#### Your instructions:
Your response should consist of the entries below, reproduced exactly and without their images.

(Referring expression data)
********************

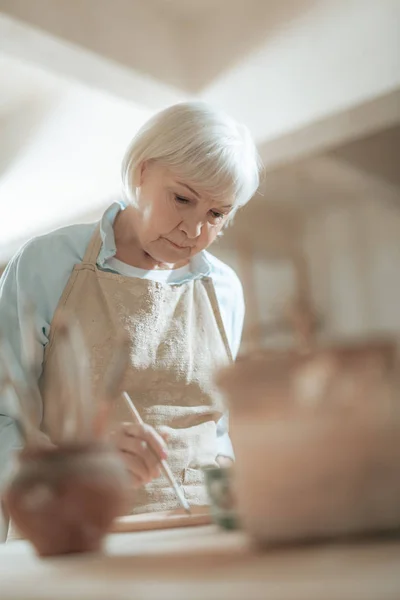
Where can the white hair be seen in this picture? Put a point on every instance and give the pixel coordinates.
(203, 146)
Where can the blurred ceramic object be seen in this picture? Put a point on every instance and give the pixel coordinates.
(317, 441)
(219, 483)
(64, 499)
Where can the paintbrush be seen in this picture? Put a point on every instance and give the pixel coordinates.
(164, 465)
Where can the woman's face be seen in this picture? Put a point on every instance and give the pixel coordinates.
(175, 222)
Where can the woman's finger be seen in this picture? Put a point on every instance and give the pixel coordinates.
(139, 447)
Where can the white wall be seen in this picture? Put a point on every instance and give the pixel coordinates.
(354, 258)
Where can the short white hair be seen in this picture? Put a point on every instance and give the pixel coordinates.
(203, 146)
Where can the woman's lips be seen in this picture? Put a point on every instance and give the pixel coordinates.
(176, 245)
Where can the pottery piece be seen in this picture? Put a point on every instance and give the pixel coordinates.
(219, 483)
(64, 499)
(317, 441)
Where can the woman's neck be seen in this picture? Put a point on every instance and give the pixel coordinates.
(129, 249)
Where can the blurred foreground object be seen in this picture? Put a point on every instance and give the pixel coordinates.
(316, 432)
(63, 498)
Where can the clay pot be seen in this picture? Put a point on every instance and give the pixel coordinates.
(317, 441)
(64, 499)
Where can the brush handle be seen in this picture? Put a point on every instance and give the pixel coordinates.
(164, 465)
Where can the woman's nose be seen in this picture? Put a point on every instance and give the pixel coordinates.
(191, 228)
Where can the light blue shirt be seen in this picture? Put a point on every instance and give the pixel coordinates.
(40, 271)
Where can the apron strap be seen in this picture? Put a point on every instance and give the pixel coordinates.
(94, 247)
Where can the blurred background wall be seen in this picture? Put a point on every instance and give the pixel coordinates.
(317, 82)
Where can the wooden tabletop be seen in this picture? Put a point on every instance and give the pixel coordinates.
(203, 563)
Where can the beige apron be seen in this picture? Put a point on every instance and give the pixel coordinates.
(177, 341)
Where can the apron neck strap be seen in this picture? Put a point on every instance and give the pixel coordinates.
(94, 247)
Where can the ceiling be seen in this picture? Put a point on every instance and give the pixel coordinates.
(377, 154)
(312, 80)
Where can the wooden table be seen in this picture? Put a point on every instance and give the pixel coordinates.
(203, 563)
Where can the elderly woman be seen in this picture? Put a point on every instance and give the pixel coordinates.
(145, 268)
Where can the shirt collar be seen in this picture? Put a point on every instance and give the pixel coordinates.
(200, 265)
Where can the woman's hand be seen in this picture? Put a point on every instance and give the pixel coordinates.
(141, 448)
(224, 461)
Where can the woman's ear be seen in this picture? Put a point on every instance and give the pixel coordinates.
(140, 173)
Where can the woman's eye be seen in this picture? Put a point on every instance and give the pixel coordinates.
(216, 215)
(181, 200)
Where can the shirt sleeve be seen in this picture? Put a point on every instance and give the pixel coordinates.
(224, 444)
(15, 290)
(232, 306)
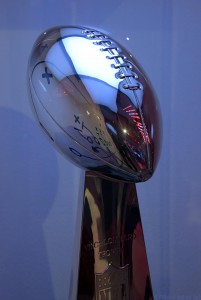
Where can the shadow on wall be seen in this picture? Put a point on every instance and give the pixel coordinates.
(26, 197)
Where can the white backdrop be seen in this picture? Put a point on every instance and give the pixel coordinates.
(39, 187)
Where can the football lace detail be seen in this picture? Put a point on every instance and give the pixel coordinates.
(121, 63)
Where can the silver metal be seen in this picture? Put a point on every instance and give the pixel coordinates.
(99, 109)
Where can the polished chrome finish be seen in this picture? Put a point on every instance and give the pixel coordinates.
(80, 102)
(94, 102)
(113, 261)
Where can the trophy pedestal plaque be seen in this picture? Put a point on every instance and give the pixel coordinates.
(113, 261)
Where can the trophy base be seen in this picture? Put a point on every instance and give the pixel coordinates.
(113, 261)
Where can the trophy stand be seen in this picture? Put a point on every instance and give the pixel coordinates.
(113, 260)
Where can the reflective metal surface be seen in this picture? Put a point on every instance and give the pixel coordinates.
(94, 102)
(113, 261)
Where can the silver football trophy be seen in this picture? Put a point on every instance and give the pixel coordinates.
(98, 108)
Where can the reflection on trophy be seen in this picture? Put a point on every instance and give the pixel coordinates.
(95, 104)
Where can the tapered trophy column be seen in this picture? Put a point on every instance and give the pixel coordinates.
(95, 104)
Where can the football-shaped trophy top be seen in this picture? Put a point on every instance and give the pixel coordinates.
(95, 103)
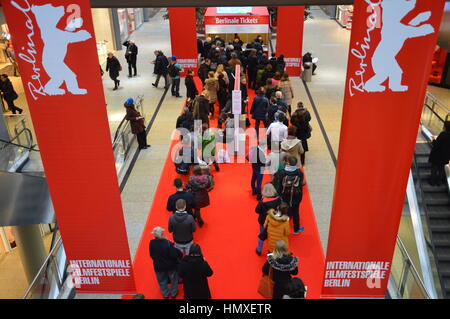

********************

#### Solution to this exercise:
Where can the white hair be seen in this picture? Put a point on every instance and give the pixel coordinates.
(203, 146)
Where can the blurred ceramic object be seen in this picture? Put a point on every instance and give the pixel coordinates.
(317, 441)
(219, 483)
(64, 499)
Where can the paintbrush be seen in this picture? Put a point on every instance and give the pixel coordinates.
(164, 465)
Where can the woman's face be seen in this picture? Put a point on every instance and give the pixel coordinates.
(175, 222)
Where can the woman's finger be seen in this picture? Put a point on every instance and give the pixel coordinates.
(139, 447)
Where can the white wall be seen in this picture? Put a point on every instance and give the pixel coordinates.
(354, 258)
Where can the short white hair be seen in this picture? Put a point on every instance and give the pixel coordinates.
(203, 146)
Where can the woman's lips be seen in this picture? Put a point on every instance and give the pixel coordinates.
(176, 245)
Where can the pottery piece be seen in this picture? Put a point on every instance and give the pixel coordinates.
(219, 483)
(64, 499)
(317, 441)
Where can the woman's neck be seen in this picture? Put a point on every instance and give the pixel coordinates.
(129, 249)
Where can the blurred foreground object be seen in this picture? Put a point on every instance and give the pixel coordinates.
(316, 432)
(63, 498)
Where can the clay pot be seen in this picture? Put a point on every instance and give the pixel coordinates.
(317, 441)
(64, 499)
Where can the brush handle be seen in this picture? Put a point on every instance and give the pixel coordinates.
(164, 465)
Where can the woman's nose be seen in this picture? Put a point on every instance and give the pixel coordinates.
(191, 228)
Where can the light blue shirt be seen in this picture? Put a point on every instance and give the pixel coordinates.
(40, 271)
Where can the apron strap be seen in this picture? Put a point on every instance and give the pixel coordinates.
(94, 247)
Where can the blurred background wall be seen in this picture? Put a point on every instance and give the pixel coordinates.
(317, 82)
Where can the wooden tabletop be seen in this picture? Put a point on every instance and give the pixel coordinates.
(203, 563)
Where can the beige apron be seen in this picture? Put a point on every instance and give the pixel coordinates.
(177, 341)
Where can the apron neck strap be seen in this picture? Put a point on every instance and give the pixel coordinates.
(94, 247)
Where can the ceiling be seen in this picture? Put a point on every instance and give the pixel coordinates.
(377, 154)
(312, 80)
Where can the wooden table be seen in this picture? Put a point on every instance and give the pixel coordinates.
(203, 563)
Where can the elderly woman be seen in this picture? Put a point on every instance and give the pixel coordinates.
(145, 268)
Where can the shirt collar be seen in this picture? Put a point on every instance and give the pixel coordinates.
(200, 265)
Where can the woman's hand be seen in this picture? Put a point on every instance and give the pixel coordinates.
(141, 448)
(224, 461)
Where can the woman's ear be seen in this picture? Put a point on every instance and give the pixel coordinates.
(140, 173)
Where can the woman's eye be seen in this picture? Put a point on every instance and give the pixel coordinates.
(216, 215)
(181, 200)
Where can the shirt sleeve be seen in this picture? Put a point on every instance and give the pixel coordinates.
(224, 444)
(15, 290)
(232, 306)
Where can the shadow on wall be seen in this picture? Put a point on every instance and give the pixel coordinates.
(26, 197)
Where can the white backdrop be seen in this picture? Put a point on every instance and give the pixel coordinates.
(39, 187)
Where can the football lace detail be seen in this picture? Put a point on every instance and give the pixel coordinates.
(121, 63)
Where can the silver metal be seen in this picture? Put a point on every instance and give the pixel coordinates.
(99, 109)
Where can the polished chrome finish be seen in this picture? Put a point on every instance and give the pixel coordinates.
(80, 102)
(94, 102)
(113, 261)
Where can the trophy pedestal plaque be seen in this picture? Put a point on every instance and give the pixel coordinates.
(113, 261)
Where can the trophy base be seen in this picture? Put a point on every instance and give the pixel coordinates.
(113, 261)
Where can the trophy stand be seen in this picture? Put a point on every instance and give the pixel coordinates.
(113, 260)
Where can the reflective metal surface be seen in this picture? Put a point on every instance and give the pixel coordinates.
(94, 102)
(113, 261)
Where can the silver football trophy be seen in this picture? Put a point on every instance and give the pixel coordinates.
(98, 108)
Where can the reflection on trophy be seen in this picture? Put a point on every instance and give the pixel coordinates.
(95, 104)
Where can the tapered trophy column be seen in this picture? Put a point on every instance and give the pixel coordinates.
(95, 104)
Where can the football-shaped trophy top be seen in this picture? Put a point on every instance and give the pixel coordinates.
(95, 103)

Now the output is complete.